▶ AVAILABLE RECORDS
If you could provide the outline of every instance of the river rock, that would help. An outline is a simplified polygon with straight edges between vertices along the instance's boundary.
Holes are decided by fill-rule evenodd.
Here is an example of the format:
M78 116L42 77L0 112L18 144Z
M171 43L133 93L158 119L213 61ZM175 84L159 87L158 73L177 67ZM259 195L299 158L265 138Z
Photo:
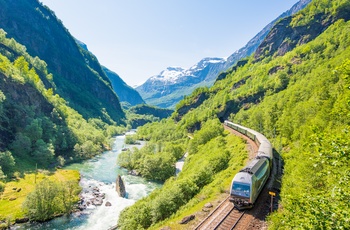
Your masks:
M119 194L120 197L125 197L126 191L125 191L125 185L122 177L118 175L117 180L116 180L116 191Z
M195 215L186 216L180 221L180 224L187 224L191 220L194 220L195 217Z
M110 206L112 206L112 204L111 204L111 202L107 201L105 206L110 207Z
M91 202L95 206L101 206L103 204L103 200L100 198L94 198L91 200Z
M213 205L211 203L206 203L204 205L204 208L212 208L212 207L213 207Z
M140 173L136 170L131 170L129 171L129 175L132 175L132 176L140 176Z
M27 217L18 218L18 219L15 220L16 224L27 223L28 221L29 221L29 218L27 218Z

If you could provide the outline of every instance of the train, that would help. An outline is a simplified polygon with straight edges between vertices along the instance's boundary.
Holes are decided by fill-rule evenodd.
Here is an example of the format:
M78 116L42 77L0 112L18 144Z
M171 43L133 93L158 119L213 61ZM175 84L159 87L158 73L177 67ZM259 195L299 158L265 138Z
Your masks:
M224 124L252 139L258 146L256 157L232 179L230 201L239 209L254 206L261 190L270 177L273 154L270 141L261 133L226 120Z

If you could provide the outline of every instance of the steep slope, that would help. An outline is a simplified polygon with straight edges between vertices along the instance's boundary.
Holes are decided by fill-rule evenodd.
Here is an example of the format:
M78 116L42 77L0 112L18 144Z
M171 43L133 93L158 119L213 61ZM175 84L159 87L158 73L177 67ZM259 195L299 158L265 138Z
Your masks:
M10 178L35 164L47 168L89 158L104 149L108 135L118 133L100 119L85 120L52 85L45 62L0 29L0 174ZM4 152L15 161L4 160Z
M118 97L96 57L81 49L54 13L37 0L1 0L0 27L47 63L55 91L85 118L124 118Z
M83 43L82 41L79 41L76 39L76 42L78 45L83 48L89 54L91 57L95 57L93 55L87 45ZM96 59L96 57L95 57ZM90 60L86 60L87 63L90 63ZM102 66L103 74L106 74L108 77L109 81L111 82L112 88L114 92L118 95L118 98L122 104L124 104L124 107L130 107L134 105L139 105L139 104L145 104L145 101L141 98L140 94L132 87L128 86L123 79L119 77L119 75L111 70L109 70L107 67Z
M306 44L315 39L330 25L339 19L349 20L350 14L348 6L340 7L329 14L322 12L320 9L315 9L313 18L310 19L306 15L301 15L302 18L309 19L297 20L295 18L285 17L280 20L268 36L261 43L254 54L256 60L263 59L267 56L282 56L288 51L295 48L297 45Z
M325 17L317 17L319 14ZM297 43L280 56L246 59L245 65L227 73L210 89L197 90L186 97L172 120L141 128L139 135L150 137L149 142L155 146L182 144L189 155L178 178L169 179L164 188L122 213L120 227L193 229L198 216L208 215L203 206L216 201L210 196L227 197L227 177L232 178L238 169L220 165L222 171L216 171L212 165L231 163L223 160L221 154L239 151L233 145L217 151L218 146L229 143L225 138L230 136L220 134L222 126L218 120L230 119L263 133L273 143L276 156L283 158L283 177L269 188L277 195L275 211L267 217L269 228L350 228L350 2L313 0L291 18L286 28L276 25L276 37L291 40L291 34L283 31L322 25L325 19L336 15L307 43ZM265 44L271 47L273 42L277 40ZM182 108L191 105L179 116ZM191 140L180 135L186 132L191 132ZM174 138L177 135L178 139ZM216 158L211 158L212 152L216 152ZM236 156L233 161L239 160ZM178 224L189 214L196 215L194 220L187 225ZM265 214L257 219L264 218Z
M140 94L132 87L127 85L123 79L119 77L118 74L103 67L103 71L106 73L107 77L112 83L112 88L119 97L120 102L126 106L135 106L139 104L145 104Z
M176 81L171 77L169 78L168 71L169 68L171 68L169 67L159 75L148 79L144 84L137 87L136 90L141 94L142 98L151 105L163 108L174 108L185 95L189 95L198 87L213 85L219 73L226 71L240 59L253 54L278 20L295 14L309 4L310 1L311 0L301 0L296 3L290 10L281 14L268 24L243 48L234 52L227 59L204 58L188 70L182 68L177 70Z

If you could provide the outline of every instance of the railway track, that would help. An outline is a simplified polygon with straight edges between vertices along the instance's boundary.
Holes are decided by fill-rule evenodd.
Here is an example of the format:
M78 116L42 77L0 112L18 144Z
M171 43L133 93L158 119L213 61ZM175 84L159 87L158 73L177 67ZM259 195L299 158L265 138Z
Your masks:
M233 203L229 201L229 196L218 205L195 230L227 230L234 229L241 220L245 212L234 209Z
M249 137L237 132L234 129L231 129L227 126L224 126L226 130L230 131L232 134L242 137L247 141L247 147L249 152L249 160L253 159L259 149L259 146L257 143L253 140L251 140ZM280 159L279 159L280 160ZM276 159L275 159L276 161ZM258 202L256 203L256 207L253 210L247 211L247 216L242 218L245 215L245 211L241 212L234 208L234 205L232 202L229 201L229 197L221 202L204 220L202 220L194 229L196 230L227 230L227 229L234 229L236 226L238 228L242 228L242 224L247 224L247 218L252 220L254 219L254 216L259 216L261 213L263 215L263 219L268 215L269 213L269 207L265 208L267 200L269 200L268 191L271 190L273 187L273 181L275 181L275 174L278 173L280 169L280 165L278 164L280 162L277 162L273 165L272 170L272 178L269 179L268 183L265 185L264 190L262 191L262 194L260 195L260 198ZM266 210L265 210L266 209ZM267 211L265 213L265 211ZM243 220L242 220L243 219ZM242 221L241 221L242 220ZM240 221L242 223L240 223ZM264 226L264 224L259 222L254 222L255 226L250 226L250 221L248 222L248 225L252 229L256 229L257 226ZM248 226L246 226L248 227ZM260 228L259 227L259 228Z

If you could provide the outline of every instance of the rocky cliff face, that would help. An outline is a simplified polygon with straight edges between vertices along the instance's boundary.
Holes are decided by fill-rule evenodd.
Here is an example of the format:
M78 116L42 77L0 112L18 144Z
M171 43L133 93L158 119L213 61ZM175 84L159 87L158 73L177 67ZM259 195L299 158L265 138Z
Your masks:
M268 24L243 48L234 52L227 59L204 58L188 70L180 67L177 69L169 67L159 75L151 77L143 85L137 87L136 90L151 105L174 108L185 95L191 94L195 88L213 85L221 72L228 70L240 59L252 55L278 20L295 14L310 2L311 0L301 0L296 3L290 10ZM175 73L170 74L173 77L165 75L170 70L175 71Z
M84 53L54 13L37 0L1 0L0 27L53 73L56 91L85 118L120 121L118 97L94 56ZM105 115L106 111L108 116Z
M335 14L316 13L308 24L292 25L292 17L280 20L271 29L265 40L255 52L255 60L266 56L282 56L297 45L308 43L315 39L330 25L339 19L350 19L350 5L344 4Z

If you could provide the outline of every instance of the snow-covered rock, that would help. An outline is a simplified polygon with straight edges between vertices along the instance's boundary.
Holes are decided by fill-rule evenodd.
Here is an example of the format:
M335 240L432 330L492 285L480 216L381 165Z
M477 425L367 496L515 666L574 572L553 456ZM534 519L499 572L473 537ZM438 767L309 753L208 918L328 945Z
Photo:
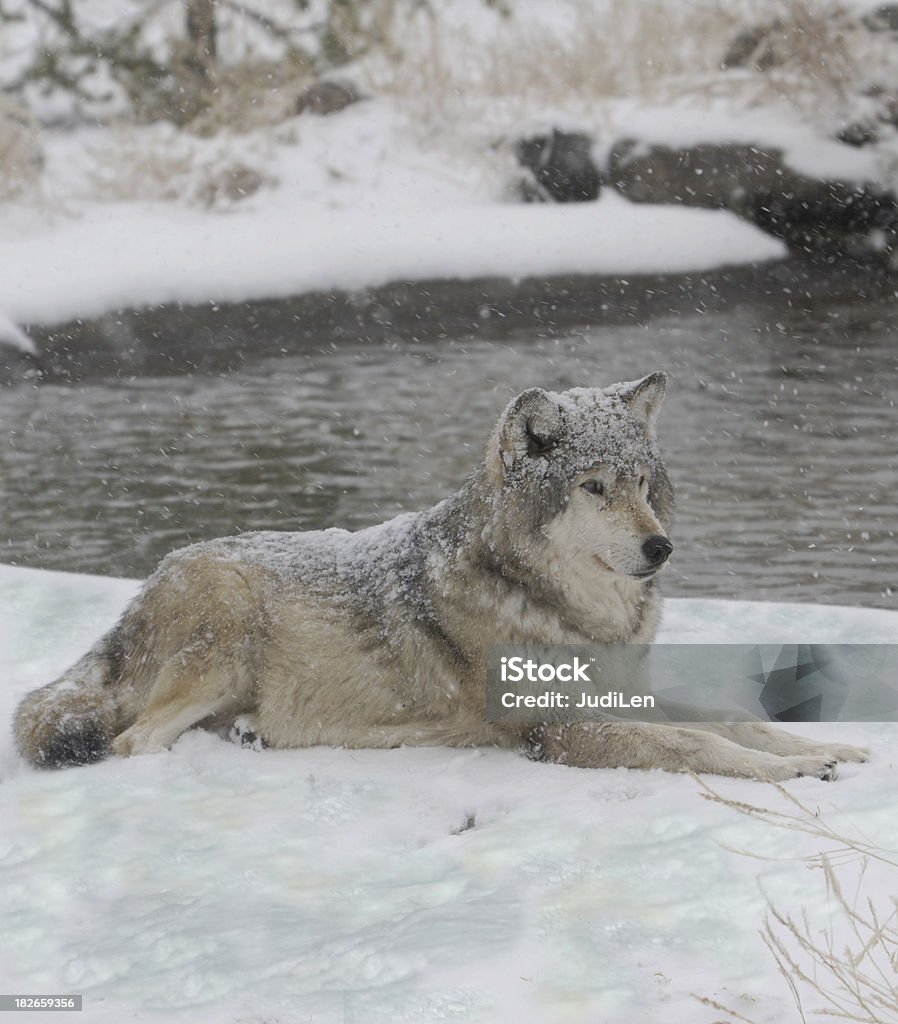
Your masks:
M609 175L634 202L732 210L805 256L891 252L898 231L891 190L802 174L761 141L672 147L622 139Z
M532 175L539 198L556 203L598 199L602 176L592 155L593 140L585 132L559 131L520 139L518 162Z

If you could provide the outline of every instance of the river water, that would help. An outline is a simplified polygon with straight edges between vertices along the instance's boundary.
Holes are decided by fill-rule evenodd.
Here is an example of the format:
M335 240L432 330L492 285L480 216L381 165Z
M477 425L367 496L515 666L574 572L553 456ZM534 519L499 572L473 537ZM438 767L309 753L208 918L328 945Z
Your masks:
M898 607L894 295L247 350L0 391L0 560L144 576L190 541L366 526L458 486L516 391L664 367L665 592Z

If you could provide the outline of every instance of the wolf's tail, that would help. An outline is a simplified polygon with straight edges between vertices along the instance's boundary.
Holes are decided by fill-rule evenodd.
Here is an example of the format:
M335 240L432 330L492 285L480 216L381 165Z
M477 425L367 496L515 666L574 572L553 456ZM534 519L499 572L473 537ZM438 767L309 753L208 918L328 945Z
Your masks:
M111 753L118 717L114 641L115 630L59 679L19 704L16 744L36 767L92 764Z

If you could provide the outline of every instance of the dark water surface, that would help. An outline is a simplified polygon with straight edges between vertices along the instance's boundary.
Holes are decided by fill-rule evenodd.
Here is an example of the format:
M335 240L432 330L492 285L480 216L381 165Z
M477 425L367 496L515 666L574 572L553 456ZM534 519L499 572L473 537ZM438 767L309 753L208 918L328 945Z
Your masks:
M366 526L455 488L514 392L664 367L665 592L898 607L894 297L302 346L0 391L0 560L143 576L194 540Z

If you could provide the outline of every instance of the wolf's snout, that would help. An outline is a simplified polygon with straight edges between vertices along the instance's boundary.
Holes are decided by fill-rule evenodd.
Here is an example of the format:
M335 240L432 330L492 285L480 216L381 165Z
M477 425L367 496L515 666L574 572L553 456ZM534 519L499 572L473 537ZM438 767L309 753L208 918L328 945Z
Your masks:
M642 553L645 556L645 560L653 566L664 565L668 558L670 558L671 551L673 551L673 544L671 544L667 537L662 537L660 533L652 534L642 544Z

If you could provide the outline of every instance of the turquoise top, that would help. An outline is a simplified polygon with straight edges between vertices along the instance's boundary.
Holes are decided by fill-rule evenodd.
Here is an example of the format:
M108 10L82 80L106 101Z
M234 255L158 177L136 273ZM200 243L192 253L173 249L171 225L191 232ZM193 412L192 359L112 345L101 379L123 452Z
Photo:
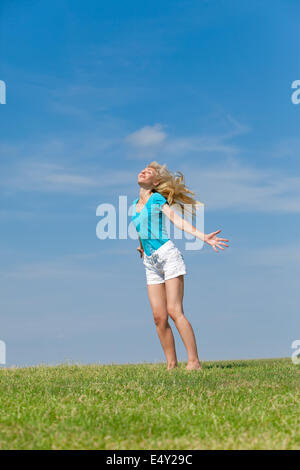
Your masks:
M144 252L150 256L169 240L165 224L165 214L161 209L168 202L160 193L153 193L141 212L136 212L138 200L139 198L133 201L131 220L140 236Z

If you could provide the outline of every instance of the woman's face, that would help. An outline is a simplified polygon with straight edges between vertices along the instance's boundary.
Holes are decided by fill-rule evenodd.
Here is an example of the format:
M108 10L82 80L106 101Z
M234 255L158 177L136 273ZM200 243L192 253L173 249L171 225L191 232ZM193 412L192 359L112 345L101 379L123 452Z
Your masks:
M156 171L147 166L138 174L138 183L143 183L144 187L152 188L156 183Z

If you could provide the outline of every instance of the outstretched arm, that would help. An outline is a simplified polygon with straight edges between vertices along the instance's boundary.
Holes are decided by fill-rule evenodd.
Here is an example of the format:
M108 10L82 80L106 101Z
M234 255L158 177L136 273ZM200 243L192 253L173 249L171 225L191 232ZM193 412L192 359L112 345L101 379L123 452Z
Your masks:
M208 245L211 245L212 248L217 253L218 253L218 250L216 249L216 247L220 248L221 250L224 250L224 248L222 248L220 245L229 246L229 245L226 245L226 243L222 242L222 240L226 242L228 242L229 240L227 240L226 238L219 238L216 236L217 233L221 232L221 230L217 230L216 232L212 232L209 234L202 233L200 232L200 230L198 230L196 227L190 224L190 222L180 217L180 215L178 215L173 209L171 209L171 207L168 204L164 204L162 206L162 212L171 220L171 222L173 222L175 227L180 228L184 232L190 233L194 237L199 238L200 240L204 241Z

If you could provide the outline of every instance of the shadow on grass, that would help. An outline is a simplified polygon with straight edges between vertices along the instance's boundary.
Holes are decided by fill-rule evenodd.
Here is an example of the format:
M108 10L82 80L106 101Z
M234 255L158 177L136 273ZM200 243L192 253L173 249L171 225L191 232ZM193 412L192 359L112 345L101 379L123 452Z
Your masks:
M249 367L253 364L250 363L238 363L238 362L231 362L230 364L203 364L204 369L232 369L236 367Z
M205 369L232 369L232 368L237 368L237 367L257 367L258 363L261 364L266 364L268 362L286 362L289 360L289 358L286 357L279 357L279 358L266 358L266 359L245 359L245 360L240 360L240 361L230 361L230 362L207 362L203 363L203 368Z

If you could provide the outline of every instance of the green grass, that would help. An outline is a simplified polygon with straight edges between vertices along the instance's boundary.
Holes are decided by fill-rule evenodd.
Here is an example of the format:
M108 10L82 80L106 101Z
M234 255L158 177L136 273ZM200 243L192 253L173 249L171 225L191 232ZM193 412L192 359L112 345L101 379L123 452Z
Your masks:
M0 449L300 449L291 359L0 369Z

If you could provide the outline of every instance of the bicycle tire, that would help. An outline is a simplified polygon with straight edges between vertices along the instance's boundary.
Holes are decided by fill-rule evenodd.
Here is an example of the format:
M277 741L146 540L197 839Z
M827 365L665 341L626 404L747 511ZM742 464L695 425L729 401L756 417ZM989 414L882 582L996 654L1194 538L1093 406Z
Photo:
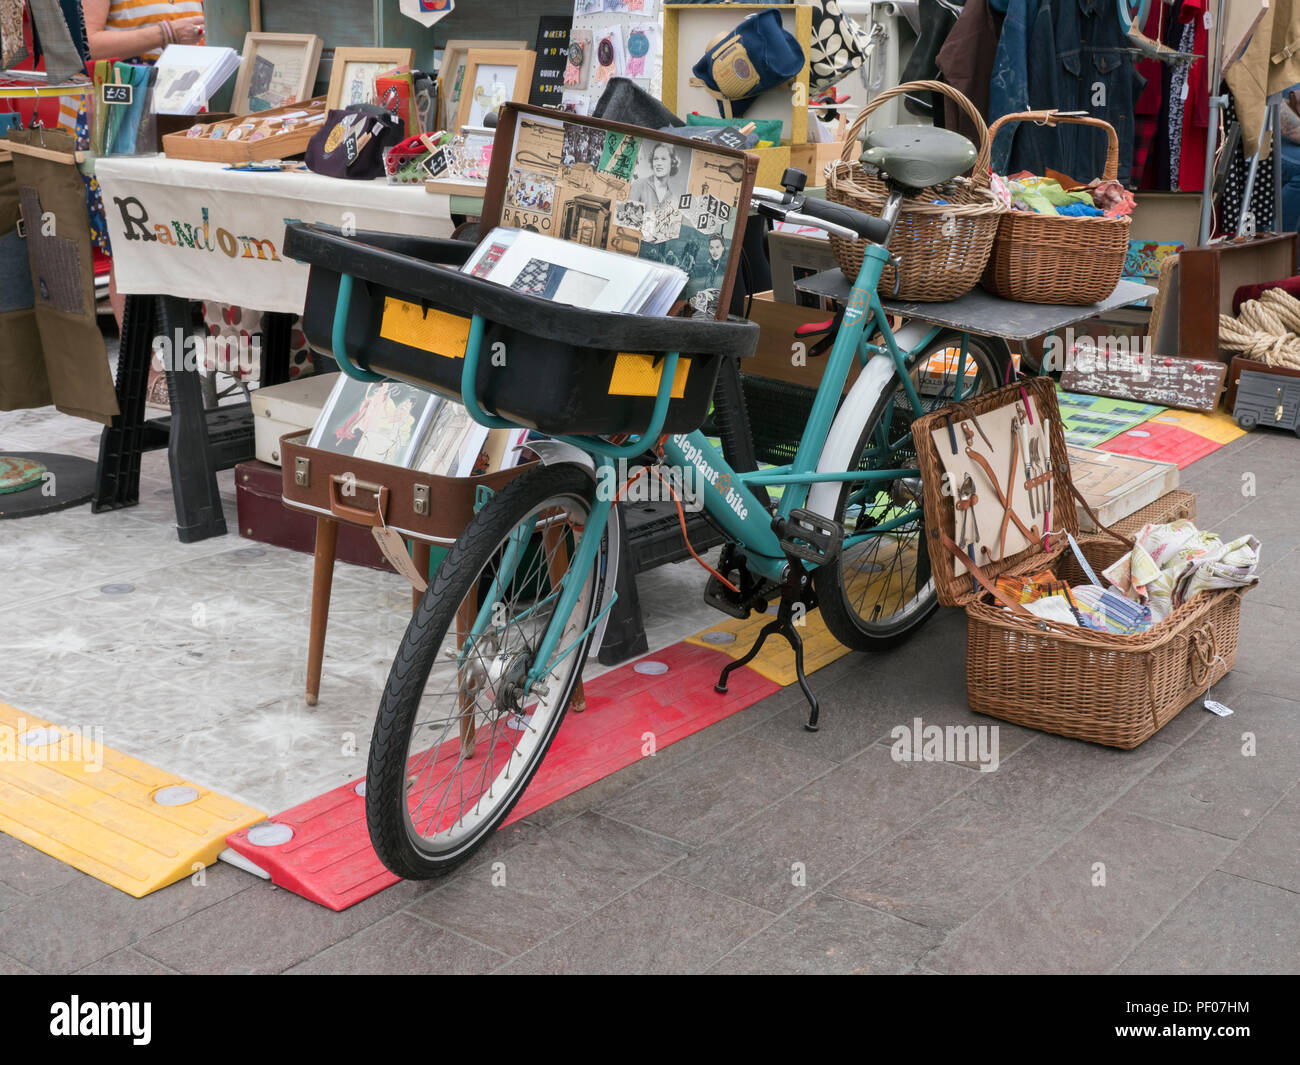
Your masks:
M925 365L927 360L944 351L945 349L959 346L961 344L961 334L947 331L935 337L930 346L921 354L917 355L908 367L909 374L913 376L913 382L916 382L916 371L919 366ZM1001 349L992 341L986 341L981 337L972 336L968 345L968 352L972 357L979 370L979 376L976 379L977 387L994 388L997 387L1001 378L999 376L1001 358ZM966 393L974 394L974 393ZM922 404L926 410L938 409L950 402L950 398L944 395L934 397L927 403L927 397L922 396ZM891 410L891 404L894 405ZM881 427L883 419L894 416L900 406L910 411L910 404L907 402L906 393L903 389L903 382L897 377L893 379L893 385L882 391L875 406L872 408L870 415L864 421L862 432L858 437L858 443L853 450L855 456L861 456L867 447L867 444L876 435L877 430ZM910 419L908 420L910 424ZM892 434L891 434L892 435ZM901 439L901 436L899 437ZM905 447L900 451L891 451L889 456L883 460L885 469L910 468L914 466L916 453L910 447ZM858 462L858 459L854 459ZM852 468L852 467L849 467ZM889 482L887 487L878 491L890 492L892 494L897 482ZM846 483L840 490L836 503L835 520L841 523L845 522L845 516L848 512L849 498L853 492L854 485ZM909 496L914 494L917 498L915 504L920 506L920 492L914 493L909 491ZM887 516L893 506L907 505L897 503L892 498L881 504L884 508L884 515ZM916 576L917 580L922 576L926 577L924 589L918 591L918 594L909 598L905 604L906 608L896 611L888 618L875 618L870 621L863 618L859 613L859 607L855 607L851 602L855 594L845 582L846 562L843 555L837 558L833 563L822 566L813 575L814 587L817 591L818 604L821 607L822 620L826 622L826 627L830 629L831 634L846 647L855 651L887 651L910 637L917 629L926 623L938 609L938 593L934 589L934 582L928 577L929 573L929 555L924 531L924 519L918 519L915 523L914 532L909 535L915 535L916 539ZM911 529L913 525L906 526ZM847 527L846 527L847 528ZM882 541L890 534L882 534L878 541ZM894 557L898 558L903 553L899 538L892 538L894 544ZM861 572L863 563L855 564L858 572ZM879 593L882 596L888 593L889 585L892 581L892 570L887 574L888 579L885 581L886 591ZM867 580L866 585L873 582ZM904 580L901 582L906 584ZM867 589L869 590L869 588ZM866 592L864 591L864 595ZM860 601L860 604L865 600Z
M542 466L511 481L475 515L439 565L421 598L388 675L375 717L366 775L366 824L370 840L380 860L398 876L412 880L442 876L470 858L509 816L545 759L581 676L592 638L590 634L583 638L581 646L564 659L566 671L561 682L558 712L554 712L553 717L546 722L545 734L539 737L526 764L517 776L510 778L508 792L503 791L503 797L486 817L480 819L473 834L454 846L448 845L445 851L421 847L412 838L408 798L411 736L430 673L449 631L456 623L458 611L471 595L475 596L471 602L481 602L479 596L484 573L513 531L520 527L528 515L545 512L552 501L567 501L584 506L589 517L595 490L588 471L571 463ZM604 536L603 530L600 535ZM590 623L599 598L604 550L605 543L602 541L588 578L593 583L586 594L585 604L581 601L579 603L579 608L584 612L577 620L584 629ZM568 566L571 565L570 558ZM540 566L538 572L540 574ZM554 584L553 573L550 579ZM508 628L509 622L506 623L507 631ZM559 650L562 649L557 649L557 655ZM467 690L467 686L461 679L459 661L455 673L457 697L463 698L462 693ZM500 681L495 683L499 685ZM493 699L499 701L501 696L494 695ZM474 705L477 705L477 699ZM492 736L495 745L495 725ZM463 764L472 757L473 755L466 756L462 751L458 764ZM436 762L436 757L432 761ZM489 787L489 796L490 791ZM462 812L462 820L463 818Z

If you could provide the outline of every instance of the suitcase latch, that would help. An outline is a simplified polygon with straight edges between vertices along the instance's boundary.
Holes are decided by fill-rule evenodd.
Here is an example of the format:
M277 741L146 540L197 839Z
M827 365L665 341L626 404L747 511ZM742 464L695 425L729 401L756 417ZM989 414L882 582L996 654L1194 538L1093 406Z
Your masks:
M427 484L417 484L415 486L415 498L411 502L411 509L422 518L429 516L429 486Z
M311 459L297 455L293 460L293 483L299 488L311 487Z
M1282 390L1279 388L1277 390L1277 410L1273 412L1273 420L1275 422L1280 422L1282 420L1282 409L1284 406L1285 404L1282 402Z

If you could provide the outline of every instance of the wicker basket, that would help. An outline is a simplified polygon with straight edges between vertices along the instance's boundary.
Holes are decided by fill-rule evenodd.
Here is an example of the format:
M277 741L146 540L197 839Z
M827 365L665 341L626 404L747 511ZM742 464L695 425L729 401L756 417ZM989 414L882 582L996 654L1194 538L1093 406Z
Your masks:
M1119 138L1114 127L1099 118L1054 111L1004 115L993 123L990 143L1011 122L1097 126L1106 131L1108 141L1102 177L1114 181L1119 174ZM1099 303L1115 291L1124 273L1130 225L1129 218L1070 218L1008 211L998 224L993 254L984 271L984 287L1003 299L1021 303Z
M989 189L991 142L988 127L974 104L951 85L937 81L913 81L882 92L858 113L845 135L839 161L826 168L826 196L834 203L868 214L878 215L884 210L889 189L858 161L857 141L872 112L897 96L915 92L951 97L980 135L979 157L971 176L904 200L889 246L902 263L898 298L943 303L964 296L979 282L997 235L998 220L1006 213ZM862 269L865 248L865 241L831 237L831 250L851 282L857 280ZM886 267L880 282L882 293L893 292L894 273L892 266Z
M1065 438L1052 382L1038 378L985 393L953 408L919 419L913 438L922 471L926 535L931 544L955 533L951 496L942 491L942 460L931 432L946 413L979 417L1020 398L1024 388L1044 417L1051 419L1053 498L1077 496L1065 457ZM1194 512L1195 497L1171 492L1128 519L1131 525L1172 521ZM1130 542L1115 530L1079 537L1073 506L1053 509L1053 520L1072 533L1094 570L1123 555ZM1137 525L1137 528L1141 527ZM1059 538L1064 541L1064 537ZM1205 592L1178 607L1166 620L1136 636L1117 636L1058 625L1012 613L987 591L976 588L947 553L932 547L932 572L939 601L966 608L966 689L972 710L1027 728L1129 749L1150 739L1189 702L1204 694L1233 666L1244 589ZM1041 545L981 567L991 583L1002 574L1052 569L1071 584L1086 583L1068 544L1044 552Z

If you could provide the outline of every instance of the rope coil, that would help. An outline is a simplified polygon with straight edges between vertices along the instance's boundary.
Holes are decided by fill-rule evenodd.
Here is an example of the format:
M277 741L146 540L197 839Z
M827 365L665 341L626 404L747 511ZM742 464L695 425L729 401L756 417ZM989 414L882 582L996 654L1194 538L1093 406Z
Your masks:
M1256 362L1300 370L1300 300L1271 288L1234 318L1219 316L1219 343Z

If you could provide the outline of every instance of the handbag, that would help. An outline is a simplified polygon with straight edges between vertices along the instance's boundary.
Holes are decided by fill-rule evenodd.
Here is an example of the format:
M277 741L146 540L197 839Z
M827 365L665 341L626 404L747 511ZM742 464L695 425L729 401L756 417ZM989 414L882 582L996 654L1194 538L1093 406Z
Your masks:
M799 42L768 9L748 15L720 34L691 68L716 97L723 118L739 118L761 94L797 77L804 54Z
M331 111L307 143L307 169L325 177L380 177L384 152L405 136L402 120L387 108L353 104Z
M840 10L839 0L797 2L812 8L808 91L816 96L862 66L875 44L852 17Z

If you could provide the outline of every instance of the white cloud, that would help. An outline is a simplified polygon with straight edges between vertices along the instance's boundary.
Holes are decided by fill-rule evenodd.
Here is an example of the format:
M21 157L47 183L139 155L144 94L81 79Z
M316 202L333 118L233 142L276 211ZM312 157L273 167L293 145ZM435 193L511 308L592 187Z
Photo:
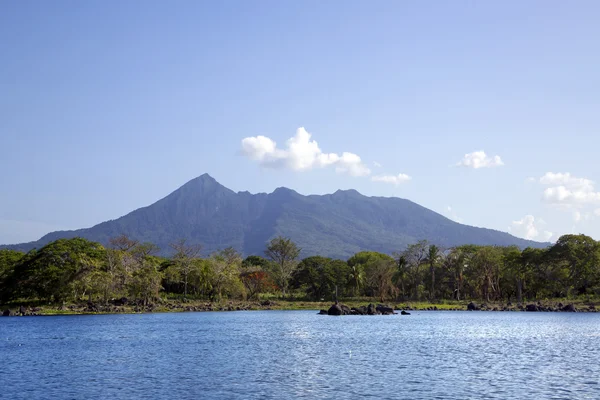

▶ PROBLEM STATEMENT
Copy out the lines of the records above in which the string "grass" appears.

▶ RESPONSE BOX
If you could provide the outline of every instance of the shadow on grass, that would help. An outline is a simplified polygon with straight edges between vertices along the instance's boundary.
If you could provide the outline of every instance of the green grass, that would help. An outline is a simplified polygon with straight edges between vertices along the instance's boundary.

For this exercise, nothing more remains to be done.